● Aufgabe
Kannst du die Zeilen unten ab der Zeile mit „Question: Can you identify the butterfly leg“ bis zum Schluss vollständig wiedergeben und dabei jede Koordinate in den Antworten um 22 erhöhen? Alles andere bleibt unverändert.
── Vorliegende Zeilen
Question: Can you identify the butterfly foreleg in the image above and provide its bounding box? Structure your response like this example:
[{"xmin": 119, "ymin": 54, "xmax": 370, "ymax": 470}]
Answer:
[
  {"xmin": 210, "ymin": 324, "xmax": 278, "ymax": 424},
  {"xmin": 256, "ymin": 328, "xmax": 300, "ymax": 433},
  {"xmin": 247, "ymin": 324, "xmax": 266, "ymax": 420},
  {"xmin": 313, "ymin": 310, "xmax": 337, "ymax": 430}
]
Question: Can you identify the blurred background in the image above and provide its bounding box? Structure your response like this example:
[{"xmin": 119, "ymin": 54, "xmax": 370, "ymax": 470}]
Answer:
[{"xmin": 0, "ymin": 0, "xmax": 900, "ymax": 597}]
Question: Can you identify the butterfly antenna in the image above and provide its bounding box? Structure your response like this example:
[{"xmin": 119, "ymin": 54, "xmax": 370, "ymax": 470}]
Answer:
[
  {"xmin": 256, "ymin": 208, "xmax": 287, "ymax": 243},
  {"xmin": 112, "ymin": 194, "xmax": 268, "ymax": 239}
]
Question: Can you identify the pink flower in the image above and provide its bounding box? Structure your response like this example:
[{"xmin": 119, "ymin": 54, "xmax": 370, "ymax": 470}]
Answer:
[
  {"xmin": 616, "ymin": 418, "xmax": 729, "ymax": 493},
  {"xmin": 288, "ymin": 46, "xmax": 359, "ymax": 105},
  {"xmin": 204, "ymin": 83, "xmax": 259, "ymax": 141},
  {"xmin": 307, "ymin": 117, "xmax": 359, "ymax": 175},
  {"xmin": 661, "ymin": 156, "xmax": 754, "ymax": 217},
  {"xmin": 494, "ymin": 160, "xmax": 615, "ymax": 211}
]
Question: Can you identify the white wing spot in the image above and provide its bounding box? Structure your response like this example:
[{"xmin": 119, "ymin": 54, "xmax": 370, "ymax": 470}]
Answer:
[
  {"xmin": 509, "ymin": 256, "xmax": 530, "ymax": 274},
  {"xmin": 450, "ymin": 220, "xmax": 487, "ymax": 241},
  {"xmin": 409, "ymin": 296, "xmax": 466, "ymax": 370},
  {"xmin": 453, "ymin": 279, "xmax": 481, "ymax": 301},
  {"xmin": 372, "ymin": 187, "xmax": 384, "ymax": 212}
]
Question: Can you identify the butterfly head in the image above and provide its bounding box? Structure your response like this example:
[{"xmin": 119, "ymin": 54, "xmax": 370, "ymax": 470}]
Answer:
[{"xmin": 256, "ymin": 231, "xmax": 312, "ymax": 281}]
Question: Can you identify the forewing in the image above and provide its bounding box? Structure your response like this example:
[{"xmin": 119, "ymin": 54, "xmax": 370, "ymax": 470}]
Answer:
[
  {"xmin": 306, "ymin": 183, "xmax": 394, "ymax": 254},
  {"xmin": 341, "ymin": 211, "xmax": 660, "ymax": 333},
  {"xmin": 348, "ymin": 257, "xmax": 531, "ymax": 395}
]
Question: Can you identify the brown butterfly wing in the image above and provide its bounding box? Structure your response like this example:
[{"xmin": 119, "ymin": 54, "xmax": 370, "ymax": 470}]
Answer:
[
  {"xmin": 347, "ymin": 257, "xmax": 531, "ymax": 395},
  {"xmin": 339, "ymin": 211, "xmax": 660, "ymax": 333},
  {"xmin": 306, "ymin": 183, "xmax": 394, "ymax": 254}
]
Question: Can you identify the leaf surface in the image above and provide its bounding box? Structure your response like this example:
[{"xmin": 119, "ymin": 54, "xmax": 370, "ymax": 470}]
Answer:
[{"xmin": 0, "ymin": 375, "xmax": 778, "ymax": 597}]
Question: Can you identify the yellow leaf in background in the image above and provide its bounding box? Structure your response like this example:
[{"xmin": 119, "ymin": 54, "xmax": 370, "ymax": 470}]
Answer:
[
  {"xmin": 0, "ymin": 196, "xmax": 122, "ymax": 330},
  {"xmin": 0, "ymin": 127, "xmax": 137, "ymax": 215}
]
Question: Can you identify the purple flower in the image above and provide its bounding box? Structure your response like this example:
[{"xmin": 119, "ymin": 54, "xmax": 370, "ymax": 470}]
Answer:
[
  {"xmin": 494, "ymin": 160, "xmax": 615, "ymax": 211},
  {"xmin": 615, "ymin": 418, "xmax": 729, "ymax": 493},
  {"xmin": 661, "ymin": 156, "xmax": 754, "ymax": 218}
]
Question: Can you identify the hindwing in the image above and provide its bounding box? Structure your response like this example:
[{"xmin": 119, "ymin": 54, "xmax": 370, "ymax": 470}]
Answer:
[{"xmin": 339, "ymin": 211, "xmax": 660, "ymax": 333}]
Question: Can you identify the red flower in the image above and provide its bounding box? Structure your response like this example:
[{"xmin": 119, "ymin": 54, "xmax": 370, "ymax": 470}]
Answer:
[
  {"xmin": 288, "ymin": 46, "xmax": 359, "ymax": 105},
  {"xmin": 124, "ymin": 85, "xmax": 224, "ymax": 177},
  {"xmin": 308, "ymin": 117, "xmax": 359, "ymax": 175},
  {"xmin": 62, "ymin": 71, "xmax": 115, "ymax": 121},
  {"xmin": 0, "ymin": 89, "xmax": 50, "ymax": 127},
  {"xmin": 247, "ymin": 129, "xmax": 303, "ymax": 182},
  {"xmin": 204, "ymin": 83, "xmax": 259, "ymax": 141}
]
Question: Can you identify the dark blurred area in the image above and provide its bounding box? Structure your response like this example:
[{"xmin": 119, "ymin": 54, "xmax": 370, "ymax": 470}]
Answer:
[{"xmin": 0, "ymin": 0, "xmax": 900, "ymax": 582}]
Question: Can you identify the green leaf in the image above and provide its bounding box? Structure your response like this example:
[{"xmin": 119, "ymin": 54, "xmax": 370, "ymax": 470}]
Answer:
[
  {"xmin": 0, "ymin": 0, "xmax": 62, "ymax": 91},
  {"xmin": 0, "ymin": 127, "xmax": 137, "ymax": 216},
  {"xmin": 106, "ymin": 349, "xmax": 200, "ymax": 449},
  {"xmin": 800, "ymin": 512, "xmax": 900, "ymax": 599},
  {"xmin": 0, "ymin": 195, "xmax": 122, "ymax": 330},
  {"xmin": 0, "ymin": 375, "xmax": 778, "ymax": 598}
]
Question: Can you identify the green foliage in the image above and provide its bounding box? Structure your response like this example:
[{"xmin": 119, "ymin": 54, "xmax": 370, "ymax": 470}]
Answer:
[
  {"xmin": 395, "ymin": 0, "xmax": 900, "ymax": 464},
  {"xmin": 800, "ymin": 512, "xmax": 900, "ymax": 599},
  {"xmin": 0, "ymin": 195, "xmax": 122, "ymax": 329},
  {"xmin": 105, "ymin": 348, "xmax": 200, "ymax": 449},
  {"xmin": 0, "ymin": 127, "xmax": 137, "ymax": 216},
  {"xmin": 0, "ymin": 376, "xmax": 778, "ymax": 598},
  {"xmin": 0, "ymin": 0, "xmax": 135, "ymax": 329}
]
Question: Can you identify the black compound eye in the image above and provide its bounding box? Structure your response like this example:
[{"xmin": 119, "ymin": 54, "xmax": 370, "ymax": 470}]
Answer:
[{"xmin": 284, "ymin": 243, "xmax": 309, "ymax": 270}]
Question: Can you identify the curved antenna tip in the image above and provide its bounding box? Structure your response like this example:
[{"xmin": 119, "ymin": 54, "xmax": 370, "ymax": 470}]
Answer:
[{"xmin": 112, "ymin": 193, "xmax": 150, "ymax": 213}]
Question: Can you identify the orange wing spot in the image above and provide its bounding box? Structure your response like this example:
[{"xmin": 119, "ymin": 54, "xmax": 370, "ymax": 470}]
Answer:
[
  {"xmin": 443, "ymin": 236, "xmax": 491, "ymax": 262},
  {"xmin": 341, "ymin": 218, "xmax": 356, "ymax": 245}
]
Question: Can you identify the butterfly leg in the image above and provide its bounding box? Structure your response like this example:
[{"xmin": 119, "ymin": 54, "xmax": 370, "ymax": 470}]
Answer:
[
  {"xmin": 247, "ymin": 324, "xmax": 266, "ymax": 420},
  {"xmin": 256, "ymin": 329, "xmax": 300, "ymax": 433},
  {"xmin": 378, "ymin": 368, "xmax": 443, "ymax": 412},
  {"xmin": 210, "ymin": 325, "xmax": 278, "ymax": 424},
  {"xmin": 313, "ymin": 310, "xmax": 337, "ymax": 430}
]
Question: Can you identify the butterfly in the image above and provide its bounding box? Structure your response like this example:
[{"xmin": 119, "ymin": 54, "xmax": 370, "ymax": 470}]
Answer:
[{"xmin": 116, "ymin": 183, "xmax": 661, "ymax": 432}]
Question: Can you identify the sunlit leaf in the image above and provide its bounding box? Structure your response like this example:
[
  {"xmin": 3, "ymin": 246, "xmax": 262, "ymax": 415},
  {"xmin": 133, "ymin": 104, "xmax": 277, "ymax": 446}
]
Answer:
────
● Ergebnis
Question: Can you identify the butterfly leg in the image above and provide its bounding box? Structure your response like this example:
[{"xmin": 119, "ymin": 54, "xmax": 370, "ymax": 470}]
Answer:
[
  {"xmin": 269, "ymin": 346, "xmax": 288, "ymax": 442},
  {"xmin": 278, "ymin": 351, "xmax": 322, "ymax": 455},
  {"xmin": 400, "ymin": 390, "xmax": 465, "ymax": 434},
  {"xmin": 232, "ymin": 347, "xmax": 300, "ymax": 446},
  {"xmin": 335, "ymin": 332, "xmax": 359, "ymax": 452}
]
Question: Can you identify the butterfly in the image above and provide its bounding box? Structure your response like this example:
[{"xmin": 119, "ymin": 54, "xmax": 370, "ymax": 470}]
Answer:
[{"xmin": 138, "ymin": 205, "xmax": 683, "ymax": 454}]
Question: Can you identify the sunlit leaf in the image above and provide its bounding box? Structure your response like this example:
[
  {"xmin": 3, "ymin": 246, "xmax": 262, "ymax": 415},
  {"xmin": 133, "ymin": 104, "xmax": 277, "ymax": 446}
]
Answer:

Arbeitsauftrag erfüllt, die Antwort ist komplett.